Text passage:

American Christian minister and televangelist (1931–2026)

Marilyn Allene Hickey (July 1, 1931 – April 25, 2026) was an American Christian televangelist, pastor, bible teacher, motivational speaker and author, who taught Bible studies both nationally and internationally.

==Biography==
Marilyn Allene Hickey was born on July 1, 1931, in Dalhart, Texas. When she was a young girl, Hickey's parents were professing Methodists and attended church only casually. Her family suffered from hereditary mental disorders according to one of her telecasts. Her father, her grandfather and her great-grandfather had suffered. Before the "devil and his imps" got to Marilyn, at the age of 36, she was the only one in her family not to suffer a mental disorder.

She also said that her family had a history of heart diseases, especially Hickey herself. At age 11, she was told by her doctors she had an enlarged heart, and progressively got worse until she had surgery. She became a born again Christian when she was a teenager. In college, she studied Spanish, intending to become a public high school teacher.

After meeting Wallace Hickey at an Assemblies of God Church, where Wallace served as a pastor, the couple married on December 26, 1954. Around the same time, she and Wallace also met Dr. T.L. Osborn, a Pentecostal evangelist, who was 8 years Hickey's senior. Marilyn and Wallace traveled around in their car, conducting tent revival meetings in various towns. Together, Osborn and Hickey prayed for the sick and she became a guest speaker at his conferences. Osborn was lifelong friends with her family until his death just four months after Hickey lost her husband, Wallace.

Record set:
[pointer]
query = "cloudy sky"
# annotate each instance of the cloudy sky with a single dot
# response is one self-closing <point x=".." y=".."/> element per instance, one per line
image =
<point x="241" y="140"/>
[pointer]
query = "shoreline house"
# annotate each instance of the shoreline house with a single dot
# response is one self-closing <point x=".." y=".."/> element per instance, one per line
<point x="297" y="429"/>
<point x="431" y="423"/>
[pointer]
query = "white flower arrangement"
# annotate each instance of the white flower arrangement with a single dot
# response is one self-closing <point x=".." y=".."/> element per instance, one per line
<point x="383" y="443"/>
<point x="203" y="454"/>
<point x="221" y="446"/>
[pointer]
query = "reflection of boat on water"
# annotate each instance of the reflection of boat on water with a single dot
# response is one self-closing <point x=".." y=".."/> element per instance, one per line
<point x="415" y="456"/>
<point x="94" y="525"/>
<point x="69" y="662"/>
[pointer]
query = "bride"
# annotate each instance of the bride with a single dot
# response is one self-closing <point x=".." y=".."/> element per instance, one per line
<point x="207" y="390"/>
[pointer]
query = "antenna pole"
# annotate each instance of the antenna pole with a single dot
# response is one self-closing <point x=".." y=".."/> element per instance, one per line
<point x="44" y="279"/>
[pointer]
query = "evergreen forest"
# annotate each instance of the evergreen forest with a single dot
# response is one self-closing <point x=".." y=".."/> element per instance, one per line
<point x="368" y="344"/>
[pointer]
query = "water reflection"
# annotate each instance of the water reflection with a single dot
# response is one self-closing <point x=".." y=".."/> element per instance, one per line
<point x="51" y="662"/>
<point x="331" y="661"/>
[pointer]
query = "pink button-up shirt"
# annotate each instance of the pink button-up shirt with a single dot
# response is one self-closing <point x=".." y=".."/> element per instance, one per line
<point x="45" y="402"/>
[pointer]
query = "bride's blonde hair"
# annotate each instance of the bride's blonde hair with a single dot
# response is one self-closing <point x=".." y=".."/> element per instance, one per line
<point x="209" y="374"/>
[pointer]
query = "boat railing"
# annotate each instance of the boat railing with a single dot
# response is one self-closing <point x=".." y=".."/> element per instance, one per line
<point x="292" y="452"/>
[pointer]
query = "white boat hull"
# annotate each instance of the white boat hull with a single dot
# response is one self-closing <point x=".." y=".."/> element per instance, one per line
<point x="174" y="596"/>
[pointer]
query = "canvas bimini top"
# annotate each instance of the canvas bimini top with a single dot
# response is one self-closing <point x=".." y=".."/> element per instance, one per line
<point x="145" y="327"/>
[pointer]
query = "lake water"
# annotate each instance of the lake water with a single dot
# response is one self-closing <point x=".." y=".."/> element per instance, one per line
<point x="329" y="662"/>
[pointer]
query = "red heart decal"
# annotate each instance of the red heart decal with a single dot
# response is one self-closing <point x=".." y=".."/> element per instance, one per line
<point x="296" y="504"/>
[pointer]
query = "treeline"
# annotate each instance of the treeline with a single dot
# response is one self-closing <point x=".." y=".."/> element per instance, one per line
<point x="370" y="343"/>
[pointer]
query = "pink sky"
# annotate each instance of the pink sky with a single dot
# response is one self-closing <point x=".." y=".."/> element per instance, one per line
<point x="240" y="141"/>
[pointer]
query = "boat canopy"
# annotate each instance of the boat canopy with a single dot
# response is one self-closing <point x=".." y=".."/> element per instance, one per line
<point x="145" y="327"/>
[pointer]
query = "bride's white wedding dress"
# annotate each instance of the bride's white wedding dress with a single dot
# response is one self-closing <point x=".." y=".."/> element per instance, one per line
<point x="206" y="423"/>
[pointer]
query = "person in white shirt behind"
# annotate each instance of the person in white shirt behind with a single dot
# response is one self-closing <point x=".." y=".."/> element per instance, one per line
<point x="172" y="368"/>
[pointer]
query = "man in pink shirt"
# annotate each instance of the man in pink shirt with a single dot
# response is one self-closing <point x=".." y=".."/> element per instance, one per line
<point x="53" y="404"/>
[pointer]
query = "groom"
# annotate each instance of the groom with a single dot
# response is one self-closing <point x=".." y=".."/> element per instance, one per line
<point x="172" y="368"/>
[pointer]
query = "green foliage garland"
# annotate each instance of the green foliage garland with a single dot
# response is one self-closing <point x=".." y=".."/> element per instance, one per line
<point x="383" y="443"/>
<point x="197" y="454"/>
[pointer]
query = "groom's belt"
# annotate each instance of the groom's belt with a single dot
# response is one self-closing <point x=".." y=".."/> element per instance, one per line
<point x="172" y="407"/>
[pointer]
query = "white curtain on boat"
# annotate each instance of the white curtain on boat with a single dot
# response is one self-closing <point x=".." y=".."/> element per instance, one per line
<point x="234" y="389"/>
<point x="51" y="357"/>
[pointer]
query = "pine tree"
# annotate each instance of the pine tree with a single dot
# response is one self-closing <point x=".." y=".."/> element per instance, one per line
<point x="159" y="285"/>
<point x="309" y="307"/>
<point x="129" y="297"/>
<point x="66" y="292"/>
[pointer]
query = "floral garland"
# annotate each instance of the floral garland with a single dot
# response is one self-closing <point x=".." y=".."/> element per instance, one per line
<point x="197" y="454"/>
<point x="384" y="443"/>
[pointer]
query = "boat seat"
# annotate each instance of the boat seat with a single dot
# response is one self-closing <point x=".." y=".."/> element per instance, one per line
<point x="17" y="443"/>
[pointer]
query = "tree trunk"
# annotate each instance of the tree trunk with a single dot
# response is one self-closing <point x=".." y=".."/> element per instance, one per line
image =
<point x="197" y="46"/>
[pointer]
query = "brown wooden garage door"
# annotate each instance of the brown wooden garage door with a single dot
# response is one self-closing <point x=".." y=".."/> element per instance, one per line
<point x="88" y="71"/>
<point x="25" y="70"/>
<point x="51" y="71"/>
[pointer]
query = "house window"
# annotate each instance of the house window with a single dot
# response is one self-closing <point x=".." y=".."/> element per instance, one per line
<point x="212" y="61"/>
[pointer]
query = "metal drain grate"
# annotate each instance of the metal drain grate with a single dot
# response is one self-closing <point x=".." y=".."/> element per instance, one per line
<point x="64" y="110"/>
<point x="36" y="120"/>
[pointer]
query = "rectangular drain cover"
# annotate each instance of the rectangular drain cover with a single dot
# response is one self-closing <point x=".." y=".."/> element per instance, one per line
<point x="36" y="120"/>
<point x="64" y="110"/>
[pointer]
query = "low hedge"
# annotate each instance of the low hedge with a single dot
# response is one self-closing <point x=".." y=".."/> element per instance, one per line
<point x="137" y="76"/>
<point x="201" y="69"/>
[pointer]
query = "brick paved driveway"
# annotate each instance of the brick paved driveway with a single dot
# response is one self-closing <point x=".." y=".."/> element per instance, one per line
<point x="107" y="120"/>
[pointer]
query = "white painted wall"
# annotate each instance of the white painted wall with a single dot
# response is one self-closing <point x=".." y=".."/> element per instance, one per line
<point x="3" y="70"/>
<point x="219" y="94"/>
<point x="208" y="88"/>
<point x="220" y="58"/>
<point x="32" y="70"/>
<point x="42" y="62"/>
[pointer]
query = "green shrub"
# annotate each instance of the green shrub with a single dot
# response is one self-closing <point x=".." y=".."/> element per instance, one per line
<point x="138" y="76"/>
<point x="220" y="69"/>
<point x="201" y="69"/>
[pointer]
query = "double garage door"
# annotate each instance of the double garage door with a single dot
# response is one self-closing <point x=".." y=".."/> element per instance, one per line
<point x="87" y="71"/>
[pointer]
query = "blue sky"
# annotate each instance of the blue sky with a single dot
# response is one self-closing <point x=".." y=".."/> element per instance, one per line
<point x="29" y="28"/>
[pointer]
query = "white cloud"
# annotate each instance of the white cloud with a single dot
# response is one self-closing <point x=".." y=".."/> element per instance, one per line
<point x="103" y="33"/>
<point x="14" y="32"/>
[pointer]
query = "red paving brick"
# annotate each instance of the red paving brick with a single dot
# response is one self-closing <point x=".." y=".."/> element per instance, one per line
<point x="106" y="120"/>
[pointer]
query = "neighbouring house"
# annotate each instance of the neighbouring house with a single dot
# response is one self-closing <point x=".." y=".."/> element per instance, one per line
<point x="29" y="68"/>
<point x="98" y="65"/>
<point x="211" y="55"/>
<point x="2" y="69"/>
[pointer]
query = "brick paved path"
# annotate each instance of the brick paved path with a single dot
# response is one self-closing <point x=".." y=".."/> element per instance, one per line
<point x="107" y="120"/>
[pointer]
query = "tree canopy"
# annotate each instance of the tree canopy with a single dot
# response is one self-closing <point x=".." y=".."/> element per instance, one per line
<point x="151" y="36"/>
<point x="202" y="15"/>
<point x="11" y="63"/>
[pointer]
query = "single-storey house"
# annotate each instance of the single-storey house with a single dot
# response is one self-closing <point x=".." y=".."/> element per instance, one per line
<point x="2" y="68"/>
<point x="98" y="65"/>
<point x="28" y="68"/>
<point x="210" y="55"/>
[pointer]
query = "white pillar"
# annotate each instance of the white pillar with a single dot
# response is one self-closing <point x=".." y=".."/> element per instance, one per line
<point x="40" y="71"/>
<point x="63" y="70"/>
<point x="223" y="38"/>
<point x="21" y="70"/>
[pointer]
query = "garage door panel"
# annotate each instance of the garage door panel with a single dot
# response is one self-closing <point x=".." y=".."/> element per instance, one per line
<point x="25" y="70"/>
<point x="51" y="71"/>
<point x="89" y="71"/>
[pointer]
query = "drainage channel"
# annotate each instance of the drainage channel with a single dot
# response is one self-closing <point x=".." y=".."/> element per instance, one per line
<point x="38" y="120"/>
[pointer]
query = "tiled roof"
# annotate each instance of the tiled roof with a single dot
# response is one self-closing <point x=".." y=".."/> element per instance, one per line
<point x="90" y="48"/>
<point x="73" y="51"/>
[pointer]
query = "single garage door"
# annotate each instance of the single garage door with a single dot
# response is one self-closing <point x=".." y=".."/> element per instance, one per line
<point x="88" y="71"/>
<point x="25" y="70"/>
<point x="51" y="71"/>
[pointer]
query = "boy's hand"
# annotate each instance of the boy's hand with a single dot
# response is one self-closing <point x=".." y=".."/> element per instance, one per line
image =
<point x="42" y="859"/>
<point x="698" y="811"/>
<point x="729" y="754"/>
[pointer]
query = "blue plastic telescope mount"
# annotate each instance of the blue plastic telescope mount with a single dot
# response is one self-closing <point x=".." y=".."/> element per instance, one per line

Task 1: For each statement, answer yes or no according to the biography of Marilyn Hickey, and quote the words of the biography that decide it. (a) Hickey studied Spanish in college. (b) Hickey and Wallace married in 1955. (c) Hickey's parents attended church regularly.
Task 2: List every role that the biography of Marilyn Hickey assigns to her in the sentence beginning "Marilyn Allene Hickey (July 1, 1931".
Task 3: Copy everything in the biography of Marilyn Hickey from "Marilyn Allene Hickey (July" down to "a mental disorder.", renaming "Methodists" as "Baptists".
The material has no connection to the biography of Marilyn Hickey.

Your response 1:
(a) Yes: "In college, she studied Spanish, intending to become a public high school teacher."
(b) No: "the couple married on December 26, 1954."
(c) No: "Hickey's parents were professing Methodists and attended church only casually."

Your response 2:
- televangelist
- pastor
- bible teacher
- motivational speaker
- author

Your response 3:
Marilyn Allene Hickey (July 1, 1931 – April 25, 2026) was an American Christian televangelist, pastor, bible teacher, motivational speaker and author, who taught Bible studies both nationally and internationally.

==Biography==
Marilyn Allene Hickey was born on July 1, 1931, in Dalhart, Texas. When she was a young girl, Hickey's parents were professing Baptists and attended church only casually. Her family suffered from hereditary mental disorders according to one of her telecasts. Her father, her grandfather and her great-grandfather had suffered. Before the "devil and his imps" got to Marilyn, at the age of 36, she was the only one in her family not to suffer a mental disorder.